**Extrait du texte:**

Le bâtiment converti en église sous Constantin paraît à M. Wilmosky avoir été une basilique : il a retrouvé des restes du tribunal qui en occupait une des extrémités. Cette nef aurait été agrandie quand la destination de l’édifice fut changée. Les travaux terminés, la première cathédrale de Trèves aurait formé une vaste salle carrée où trois grandes portes donnaient accès : intérieurement, les murs étaient revêtus de marbre jusqu’à hauteur d’appui ; au-dessus brillaient des mosaïques ; quelques fragments retrouvés sont d’un goût fort élégant. Le plafond, sans doute peint et doré, était supporté par quatre hautes colonnes de granit, surmontées de chapiteaux en marbre de Paros. On a, dans le charmant cloître roman et devant la porte de la cathédrale, des débris de ces énormes colonnes, qui furent renversées dans la première destruction de l’édifice ; ce qui peut donner quelque idée de l’effet que produisait cette ordonnance, c’est cette grande pièce des thermes de Dioclétien, dont Buonarotti a fait à Rome l’église de Sainte-Marie des Anges.

Il resterait encore beaucoup à dire des monuments de la Trèves romaine ; nous n’avons parlé ni de ceux qui ont disparu depuis un siècle ou deux, comme l’arc de triomphe de Gratien, ni des tours ou propugnacula qui se voient encore, très-bien conservées, dans deux rues de la ville, ni de débris d’aqueducs et de réservoirs que l’on a signalés aux aborda mêmes de Trèves et dans les environs ; nous n’avons rien dit de l’admirable mosaïque découverte à Nennig, village situé dans la vallée de la Sarre, entre Trèves et la frontière française : ornement d’une villa romaine, magnifique demeure de quelque sénateur trévirois, c’est peut-être la plus belle mosaïque qui ait été trouvée de ce côté-ci des Alpes. Le monument d’Igel, obélisque à quatre pans, haut de vingt-six mètres et tout couvert d’inscriptions et de sculptures assez mal expliquées jusqu’ici, mériterait aussi d’attirer l’attention ; cette singulière construction qui était, il y a soixante-dix ans, mieux conservée qu’aujourd’hui, a vivement frappé Gœthe, comme on peut le voir dans son récit de la campagne de France.

**Matériel fourni:**
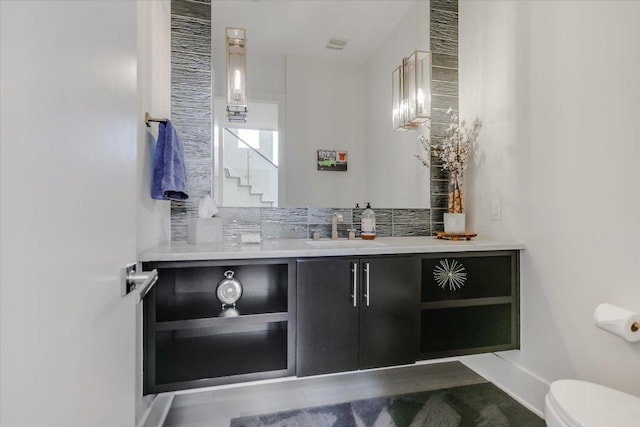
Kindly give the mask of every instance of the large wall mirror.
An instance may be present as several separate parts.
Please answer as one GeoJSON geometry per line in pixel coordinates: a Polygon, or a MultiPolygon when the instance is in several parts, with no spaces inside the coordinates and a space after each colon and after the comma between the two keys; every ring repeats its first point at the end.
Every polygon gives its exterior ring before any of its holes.
{"type": "Polygon", "coordinates": [[[391,129],[391,73],[428,50],[428,0],[213,0],[212,24],[219,204],[429,207],[428,129],[391,129]],[[226,27],[246,29],[246,123],[226,119],[226,27]]]}

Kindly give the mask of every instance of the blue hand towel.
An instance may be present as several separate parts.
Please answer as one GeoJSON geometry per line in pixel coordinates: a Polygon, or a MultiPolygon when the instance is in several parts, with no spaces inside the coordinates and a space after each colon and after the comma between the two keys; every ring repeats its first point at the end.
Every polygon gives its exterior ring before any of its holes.
{"type": "Polygon", "coordinates": [[[171,123],[160,122],[158,144],[153,164],[151,197],[159,200],[186,200],[187,172],[184,167],[184,148],[178,132],[171,123]]]}

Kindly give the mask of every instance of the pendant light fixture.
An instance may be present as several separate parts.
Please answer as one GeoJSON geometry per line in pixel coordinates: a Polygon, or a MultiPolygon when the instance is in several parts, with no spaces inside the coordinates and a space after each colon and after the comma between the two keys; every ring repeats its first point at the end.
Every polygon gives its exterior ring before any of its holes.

**Travail à faire:**
A. Dans l'extrait sur la Trèves romaine, pourquoi M. Wilmosky pense-t-il que le bâtiment converti en église sous Constantin était une basilique ? Répondez en une à trois phrases.
B. Poursuivez, s'il vous plaît, l'extrait sur la Trèves romaine après sa dernière phrase.
Le matériel ne sert à rien ici.

**Réponses aux exercices:**
A. M. Wilmosky pense que ce bâtiment était une basilique parce qu'il y a retrouvé des restes du tribunal qui en occupait une des extrémités.

B.
III


Il fallut pourtant, trois jours après notre arrivée, nous décider à quitter Trèves, où nous avions retrouvé quelque chose de nos émotions et de nos impressions de Grèce et d’Italie, en errant parmi les ruines, sous ces belles allées de noyers qui l’entourent d’une ceinture d’ombre et de fraîcheur. La Moselle avait heureusement, cette année-là, assez d’eau, même au mois d’août, pour que le bateau à vapeur de Coblentz pût continuer son service en plein été, non sans craindre sans cesse les bas-fonds et sans talonner souvent sur le sable. On part à cinq heures du matin, et on arrive, quand on n’est pas arrêté en route par quelque anicroche, à la nuit tombante. On ne se plaint d’ailleurs pas des lenteurs et des détours de la route ; moins connues et moins vantées, ces rives de la Moselle sont presque aussi belles que celles du Rhin. Si l’aimable rivière n’a pas l’élan et la fuite rapide du fleuve impétueux et large qui précipite vers la mer les eaux de tant d’affluents ses tributaires, on jouit plus à son aise du coup d’œil et de la variété des points de vue. C’est le cas ou jamais de relire, comme je le fis, assis sur le pont du bateau, le poëme de la Moselle, dans l’excellente édition qu’en a donnée Boecking, le savant éditeur de la Notitia dignitarum utriusque imperii ; enfant de la vallée de la Moselle, il a voulu donner un souvenir à son pays natal et lui rendre hommage en publiant ce qu’on peut appeler le chef-d’œuvre d’Ausone, dans un texte soigneusement revu et avec d’excellentes notes où son érudition, ailleurs intempérante et pédantesque, a su se contenir et se borner. On connaît l’apostrophe du poëte à la Moselle : « Salut, fleuve qui arroses des campagnes dont on vante la fertilité et la belle culture, fleuve dont les bords sont ou plantés de vignes aux grappes parfumées, ou parés de fraîches et vertes prairies. »

Le poëte peint ailleurs « les faîtes des villas qui s’élèvent sur les collines suspendues au-dessus de la rivière » :

Culmina villarum pendentibus edita rivis.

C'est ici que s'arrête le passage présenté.